RECORDS FOR THIS EXERCISE »
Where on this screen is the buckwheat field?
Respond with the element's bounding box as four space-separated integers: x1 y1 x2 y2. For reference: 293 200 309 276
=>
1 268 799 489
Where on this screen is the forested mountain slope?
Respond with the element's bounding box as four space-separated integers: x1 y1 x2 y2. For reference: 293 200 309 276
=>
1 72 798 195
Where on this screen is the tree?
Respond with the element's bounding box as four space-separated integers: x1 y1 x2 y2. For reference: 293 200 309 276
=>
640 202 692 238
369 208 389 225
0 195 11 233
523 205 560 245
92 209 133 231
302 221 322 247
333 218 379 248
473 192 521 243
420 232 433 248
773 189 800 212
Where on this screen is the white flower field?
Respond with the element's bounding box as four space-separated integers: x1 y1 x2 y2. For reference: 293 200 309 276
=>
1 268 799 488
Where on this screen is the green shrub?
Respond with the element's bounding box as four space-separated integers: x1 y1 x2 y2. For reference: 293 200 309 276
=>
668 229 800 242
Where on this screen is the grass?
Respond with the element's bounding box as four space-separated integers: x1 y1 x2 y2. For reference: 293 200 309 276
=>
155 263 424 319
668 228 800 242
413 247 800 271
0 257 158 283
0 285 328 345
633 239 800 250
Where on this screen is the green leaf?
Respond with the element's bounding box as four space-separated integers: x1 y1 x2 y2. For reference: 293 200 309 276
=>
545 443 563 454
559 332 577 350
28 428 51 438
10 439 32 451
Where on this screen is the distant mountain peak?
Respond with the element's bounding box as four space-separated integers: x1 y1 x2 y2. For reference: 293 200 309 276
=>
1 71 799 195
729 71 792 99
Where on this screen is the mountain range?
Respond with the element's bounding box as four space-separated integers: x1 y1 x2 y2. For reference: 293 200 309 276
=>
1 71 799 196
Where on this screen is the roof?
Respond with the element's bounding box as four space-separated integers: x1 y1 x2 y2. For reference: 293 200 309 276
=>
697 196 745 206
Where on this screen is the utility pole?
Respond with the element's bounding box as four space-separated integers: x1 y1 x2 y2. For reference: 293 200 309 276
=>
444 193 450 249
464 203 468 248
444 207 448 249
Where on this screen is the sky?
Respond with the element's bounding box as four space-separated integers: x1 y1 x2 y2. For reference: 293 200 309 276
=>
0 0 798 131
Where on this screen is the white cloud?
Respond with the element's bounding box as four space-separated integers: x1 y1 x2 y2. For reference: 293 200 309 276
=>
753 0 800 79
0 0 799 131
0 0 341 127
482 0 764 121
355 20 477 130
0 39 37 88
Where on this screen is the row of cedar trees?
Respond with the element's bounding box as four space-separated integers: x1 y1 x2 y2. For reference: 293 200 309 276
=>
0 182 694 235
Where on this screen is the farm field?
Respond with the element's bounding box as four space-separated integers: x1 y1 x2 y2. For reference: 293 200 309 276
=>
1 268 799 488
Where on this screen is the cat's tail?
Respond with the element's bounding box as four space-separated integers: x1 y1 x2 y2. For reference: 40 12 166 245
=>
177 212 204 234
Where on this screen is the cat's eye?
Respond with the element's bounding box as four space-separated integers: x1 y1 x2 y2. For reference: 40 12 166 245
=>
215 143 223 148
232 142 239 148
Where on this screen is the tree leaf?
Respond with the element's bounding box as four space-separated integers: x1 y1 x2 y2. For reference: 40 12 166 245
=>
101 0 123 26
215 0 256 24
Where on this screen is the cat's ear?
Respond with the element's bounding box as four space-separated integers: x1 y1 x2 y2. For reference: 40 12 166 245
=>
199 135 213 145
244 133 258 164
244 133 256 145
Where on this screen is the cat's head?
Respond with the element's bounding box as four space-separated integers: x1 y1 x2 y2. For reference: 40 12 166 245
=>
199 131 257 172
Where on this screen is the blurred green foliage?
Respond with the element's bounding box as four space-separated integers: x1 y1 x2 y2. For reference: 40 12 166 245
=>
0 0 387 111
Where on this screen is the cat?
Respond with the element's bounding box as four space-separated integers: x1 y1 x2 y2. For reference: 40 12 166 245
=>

WHAT TO WORK ON » Could you write out the full data verbatim?

ANSWER BOX »
Where on this screen is the buckwheat field?
Respond with the element's bounding box as four space-separated integers: x1 y1 x2 y2. For reference: 293 200 309 276
=>
1 268 799 489
Where on this screen is the forested mountain slope?
Respond with the element's bounding box as four space-separated integers: x1 y1 x2 y2. For reference: 293 200 309 276
=>
1 72 798 195
Where on this screen is the tree?
Respond with the element's bounding box as four space-separated integers: x1 y1 x2 y2. For reference: 293 200 309 276
=>
640 202 692 238
369 208 389 225
0 195 11 233
523 205 560 245
92 209 133 231
302 221 322 247
333 218 379 248
473 192 521 243
420 232 433 248
773 189 800 212
Where on this screen is the white flower field?
Respond with the element's bounding box as four space-separated integers: x1 y1 x2 y2. For reference: 293 200 309 276
=>
1 268 799 488
Where on this screen is the green shrub?
Respond with the element's bounding box as four space-separated integers: x1 y1 x2 y2. For reference: 293 200 309 276
=>
668 229 800 242
Where on this screen is the grass?
Respond with the element's bounding box as four space-separated integers: x1 y1 x2 y2. For reference: 293 200 309 276
=>
155 263 424 319
668 228 800 242
413 247 800 271
0 257 158 283
0 285 328 345
633 239 800 250
Where on this screen is the green leaf?
Respond with the element's bounding box as four space-separated integers: x1 y1 x2 y2. For reference: 293 200 309 276
=>
545 443 563 454
559 332 577 350
28 428 51 438
10 439 32 451
Where on this screen is the distant mountain peak?
Respond with the element's bounding box as four space-separated integers: x1 y1 x2 y2. For reference: 293 200 309 276
=>
1 71 799 195
729 71 792 99
Where on this screen is the mountain range?
Respond with the element's bounding box as four space-separated integers: x1 y1 x2 y2. For reference: 293 200 309 276
=>
1 71 799 196
Where on this screen is the roof?
Respond with the element's bounding box as four space-separated integers: x1 y1 x2 y2. For reference: 293 200 309 276
=>
697 196 745 206
Where on this screen is the utility pole?
Respond with the element's bounding box as four space-separated integers: x1 y1 x2 y2. For reference: 293 200 309 276
=>
444 193 450 249
464 203 468 248
444 207 448 249
Where on this screen is the sky?
Respond with the element's bounding box as four space-separated integers: x1 y1 x2 y2. For reference: 293 200 309 276
=>
0 0 798 131
Where on this screen is the white cloud?
Respond with the element's bounding box as four space-separated integers: x1 y1 x2 y2. For reference: 293 200 309 276
=>
753 0 800 79
0 0 799 131
0 0 341 127
482 0 764 121
355 20 477 130
0 39 37 88
Where on this screen is the row of cedar trees?
Respond with the element's bounding box as four space-separated integers: x1 y1 x2 y2. For reference: 293 200 309 276
=>
0 182 694 235
Where on this screen is the farm field?
Respond with the element's bounding box as four space-separated integers: x1 y1 x2 y2. For reference: 293 200 309 276
=>
1 268 799 488
Where on this screen is the cat's tail?
Respond with the element's bounding box as four space-separated integers: x1 y1 x2 y2. For reference: 40 12 166 245
=>
177 212 204 234
Where on this screen is the cat's eye?
Respond with the element's bounding box as four space-separated integers: x1 y1 x2 y2. For reference: 40 12 166 245
=>
215 143 223 148
232 142 239 148
Where on this screen is the tree leaf?
Respond with the element's bounding box as four space-separated integers: x1 y1 x2 y2. For reference: 40 12 166 245
=>
101 0 123 26
215 0 256 24
Where on this screen is the cat's ear?
Respond with the element's bounding box as four space-separated integers: x1 y1 x2 y2. For reference: 40 12 166 245
=>
199 135 213 145
244 133 258 164
244 133 256 145
Where on this screen is the cat's head?
Respond with the element's bounding box as four space-separated integers: x1 y1 x2 y2. For reference: 40 12 166 245
=>
199 131 257 172
Where on this screen is the blurred green foliage?
Respond with the element's bounding box as four space-separated integers: x1 y1 x2 y2. For reference: 40 12 166 245
=>
0 0 387 111
Where on this screen is the cat?
Respond with the element's bounding box as four space-separated integers: x1 y1 x2 y2. For reference: 40 12 166 245
=>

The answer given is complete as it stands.